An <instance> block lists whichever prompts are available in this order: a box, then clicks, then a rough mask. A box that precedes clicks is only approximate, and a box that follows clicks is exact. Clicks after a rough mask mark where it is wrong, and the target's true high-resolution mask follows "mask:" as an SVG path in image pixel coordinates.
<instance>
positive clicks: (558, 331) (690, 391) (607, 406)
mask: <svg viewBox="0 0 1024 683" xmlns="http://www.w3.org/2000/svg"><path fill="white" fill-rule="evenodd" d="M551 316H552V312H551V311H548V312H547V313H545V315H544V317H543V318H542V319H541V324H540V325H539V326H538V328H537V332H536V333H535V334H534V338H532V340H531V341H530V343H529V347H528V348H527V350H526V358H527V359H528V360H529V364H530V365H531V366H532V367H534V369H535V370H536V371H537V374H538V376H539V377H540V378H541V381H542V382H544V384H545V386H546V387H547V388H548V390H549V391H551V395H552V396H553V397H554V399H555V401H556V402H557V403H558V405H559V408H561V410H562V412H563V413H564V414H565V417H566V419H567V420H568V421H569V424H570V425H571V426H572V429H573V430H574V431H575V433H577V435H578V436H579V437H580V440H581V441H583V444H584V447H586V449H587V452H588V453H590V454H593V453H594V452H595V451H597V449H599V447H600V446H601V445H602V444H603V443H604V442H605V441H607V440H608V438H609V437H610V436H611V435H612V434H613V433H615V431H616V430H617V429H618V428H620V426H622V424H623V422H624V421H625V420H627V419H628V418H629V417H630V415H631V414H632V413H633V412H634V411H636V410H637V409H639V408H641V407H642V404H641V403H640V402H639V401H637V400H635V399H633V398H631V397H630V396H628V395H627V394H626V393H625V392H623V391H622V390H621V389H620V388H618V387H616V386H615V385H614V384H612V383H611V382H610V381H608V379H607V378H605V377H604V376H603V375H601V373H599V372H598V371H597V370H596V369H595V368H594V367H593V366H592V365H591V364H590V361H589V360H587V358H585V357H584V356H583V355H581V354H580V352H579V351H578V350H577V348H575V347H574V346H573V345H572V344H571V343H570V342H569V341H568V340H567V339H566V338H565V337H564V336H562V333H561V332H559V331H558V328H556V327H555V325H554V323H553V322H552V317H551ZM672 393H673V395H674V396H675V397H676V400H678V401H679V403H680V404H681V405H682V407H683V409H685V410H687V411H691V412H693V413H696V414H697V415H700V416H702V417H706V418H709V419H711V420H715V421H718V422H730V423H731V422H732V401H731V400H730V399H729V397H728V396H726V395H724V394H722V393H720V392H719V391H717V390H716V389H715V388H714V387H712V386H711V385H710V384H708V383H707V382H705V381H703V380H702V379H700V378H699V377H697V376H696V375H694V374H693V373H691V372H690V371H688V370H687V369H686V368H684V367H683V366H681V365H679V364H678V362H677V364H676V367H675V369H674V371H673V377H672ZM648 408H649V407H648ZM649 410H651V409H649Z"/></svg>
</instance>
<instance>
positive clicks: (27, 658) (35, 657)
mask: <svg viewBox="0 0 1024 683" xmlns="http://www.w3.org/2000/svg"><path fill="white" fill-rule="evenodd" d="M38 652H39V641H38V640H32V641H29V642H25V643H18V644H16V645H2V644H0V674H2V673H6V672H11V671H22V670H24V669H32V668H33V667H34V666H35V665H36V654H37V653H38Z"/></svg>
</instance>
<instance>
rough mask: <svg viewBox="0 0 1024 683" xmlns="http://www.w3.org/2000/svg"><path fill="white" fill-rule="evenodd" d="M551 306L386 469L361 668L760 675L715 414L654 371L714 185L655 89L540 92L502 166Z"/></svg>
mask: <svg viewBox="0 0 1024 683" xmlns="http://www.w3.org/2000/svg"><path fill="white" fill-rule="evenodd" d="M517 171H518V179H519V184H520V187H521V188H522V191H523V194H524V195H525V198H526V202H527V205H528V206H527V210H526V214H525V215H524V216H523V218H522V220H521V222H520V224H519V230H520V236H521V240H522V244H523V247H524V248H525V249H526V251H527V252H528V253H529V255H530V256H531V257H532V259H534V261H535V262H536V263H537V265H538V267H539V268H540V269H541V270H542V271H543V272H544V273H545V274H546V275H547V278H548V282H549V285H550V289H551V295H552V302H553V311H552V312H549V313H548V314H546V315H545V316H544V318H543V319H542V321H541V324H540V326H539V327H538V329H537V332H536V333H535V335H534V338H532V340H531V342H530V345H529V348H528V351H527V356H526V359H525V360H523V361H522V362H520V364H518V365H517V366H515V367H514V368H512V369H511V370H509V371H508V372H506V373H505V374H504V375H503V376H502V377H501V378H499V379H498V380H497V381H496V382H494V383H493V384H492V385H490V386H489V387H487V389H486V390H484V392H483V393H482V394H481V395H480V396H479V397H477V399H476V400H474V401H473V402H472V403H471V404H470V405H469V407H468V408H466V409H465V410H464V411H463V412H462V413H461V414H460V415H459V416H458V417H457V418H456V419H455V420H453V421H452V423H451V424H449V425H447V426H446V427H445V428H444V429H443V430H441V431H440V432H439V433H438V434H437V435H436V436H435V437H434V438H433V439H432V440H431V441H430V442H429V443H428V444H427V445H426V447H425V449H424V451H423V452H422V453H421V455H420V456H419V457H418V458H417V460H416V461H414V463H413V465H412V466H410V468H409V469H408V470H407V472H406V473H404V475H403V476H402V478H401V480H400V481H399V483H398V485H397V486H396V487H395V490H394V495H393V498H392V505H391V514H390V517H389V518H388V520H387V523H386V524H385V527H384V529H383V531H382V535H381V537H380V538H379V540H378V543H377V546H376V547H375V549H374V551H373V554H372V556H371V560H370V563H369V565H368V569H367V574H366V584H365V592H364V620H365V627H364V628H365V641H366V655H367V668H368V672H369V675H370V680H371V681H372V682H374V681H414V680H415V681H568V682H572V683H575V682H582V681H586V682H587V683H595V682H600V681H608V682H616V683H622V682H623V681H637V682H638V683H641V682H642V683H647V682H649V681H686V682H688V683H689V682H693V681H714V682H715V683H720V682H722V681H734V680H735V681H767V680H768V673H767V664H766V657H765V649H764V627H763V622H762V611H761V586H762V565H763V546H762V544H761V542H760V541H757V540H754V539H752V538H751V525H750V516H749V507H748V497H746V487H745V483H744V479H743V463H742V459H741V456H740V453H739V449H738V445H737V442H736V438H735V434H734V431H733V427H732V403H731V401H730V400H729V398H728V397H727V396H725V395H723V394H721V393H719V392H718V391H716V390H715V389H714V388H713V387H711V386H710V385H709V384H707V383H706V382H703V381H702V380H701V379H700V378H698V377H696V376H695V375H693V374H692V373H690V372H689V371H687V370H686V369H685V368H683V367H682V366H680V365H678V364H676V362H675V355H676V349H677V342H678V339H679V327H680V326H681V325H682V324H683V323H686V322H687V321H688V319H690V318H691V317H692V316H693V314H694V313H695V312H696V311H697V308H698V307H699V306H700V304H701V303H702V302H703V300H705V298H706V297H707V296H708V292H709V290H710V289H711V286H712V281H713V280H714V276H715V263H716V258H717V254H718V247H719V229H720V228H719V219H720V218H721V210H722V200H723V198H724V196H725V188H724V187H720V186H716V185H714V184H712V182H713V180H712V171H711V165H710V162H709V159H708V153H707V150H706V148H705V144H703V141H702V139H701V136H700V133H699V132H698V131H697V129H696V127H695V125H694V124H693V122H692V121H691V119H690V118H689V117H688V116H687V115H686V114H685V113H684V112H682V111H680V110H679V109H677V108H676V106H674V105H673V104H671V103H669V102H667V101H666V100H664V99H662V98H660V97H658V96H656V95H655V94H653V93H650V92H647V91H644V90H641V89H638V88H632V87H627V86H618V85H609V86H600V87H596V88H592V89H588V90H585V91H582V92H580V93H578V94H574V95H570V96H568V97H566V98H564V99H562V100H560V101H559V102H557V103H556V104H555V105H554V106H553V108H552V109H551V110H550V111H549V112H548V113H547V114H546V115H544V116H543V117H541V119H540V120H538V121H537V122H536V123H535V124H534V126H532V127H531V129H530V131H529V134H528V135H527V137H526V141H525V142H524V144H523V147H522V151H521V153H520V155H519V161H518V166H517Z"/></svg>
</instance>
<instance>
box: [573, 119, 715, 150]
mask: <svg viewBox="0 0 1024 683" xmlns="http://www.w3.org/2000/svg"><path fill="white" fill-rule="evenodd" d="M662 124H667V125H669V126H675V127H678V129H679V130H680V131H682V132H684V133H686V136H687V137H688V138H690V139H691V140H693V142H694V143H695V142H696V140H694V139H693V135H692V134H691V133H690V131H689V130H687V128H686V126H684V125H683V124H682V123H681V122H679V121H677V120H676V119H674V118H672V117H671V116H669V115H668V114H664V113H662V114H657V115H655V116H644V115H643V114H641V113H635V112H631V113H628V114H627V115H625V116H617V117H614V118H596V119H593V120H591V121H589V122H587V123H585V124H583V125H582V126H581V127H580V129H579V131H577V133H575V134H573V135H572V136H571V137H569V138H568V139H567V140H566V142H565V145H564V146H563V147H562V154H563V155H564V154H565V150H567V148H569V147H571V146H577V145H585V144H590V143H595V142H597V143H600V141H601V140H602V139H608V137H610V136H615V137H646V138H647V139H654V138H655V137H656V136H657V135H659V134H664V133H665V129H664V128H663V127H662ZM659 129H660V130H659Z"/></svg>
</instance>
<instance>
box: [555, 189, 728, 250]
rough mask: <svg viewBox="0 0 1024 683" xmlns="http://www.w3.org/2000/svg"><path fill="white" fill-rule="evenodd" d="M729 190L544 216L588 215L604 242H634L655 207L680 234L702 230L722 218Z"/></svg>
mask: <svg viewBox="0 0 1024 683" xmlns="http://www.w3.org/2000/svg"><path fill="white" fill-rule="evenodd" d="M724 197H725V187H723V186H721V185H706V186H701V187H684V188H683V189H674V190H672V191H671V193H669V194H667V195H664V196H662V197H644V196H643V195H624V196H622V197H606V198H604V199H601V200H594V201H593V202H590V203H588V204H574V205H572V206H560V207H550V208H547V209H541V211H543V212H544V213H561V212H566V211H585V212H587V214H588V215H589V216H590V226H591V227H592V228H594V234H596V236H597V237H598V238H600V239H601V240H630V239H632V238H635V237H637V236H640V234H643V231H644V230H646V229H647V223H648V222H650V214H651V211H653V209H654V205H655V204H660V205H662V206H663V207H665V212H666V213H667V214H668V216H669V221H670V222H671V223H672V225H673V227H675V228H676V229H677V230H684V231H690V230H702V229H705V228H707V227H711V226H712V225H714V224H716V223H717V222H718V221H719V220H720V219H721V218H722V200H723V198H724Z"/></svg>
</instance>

—————

== Assignment ==
Return from the data every line that holds "clicks".

== Solved exercise ==
An <instance> block lists whichever prompts are available in this order: a box, then clicks, then a rough mask. A box that precedes clicks is only approximate, and a box that follows clicks is exact. Clicks after a rough mask mark where it is wrong, and the target's true high-resolution mask follows "mask:" as an SVG path in image pixel coordinates.
positive clicks: (558, 331) (690, 391) (607, 406)
positive clicks: (27, 658) (35, 657)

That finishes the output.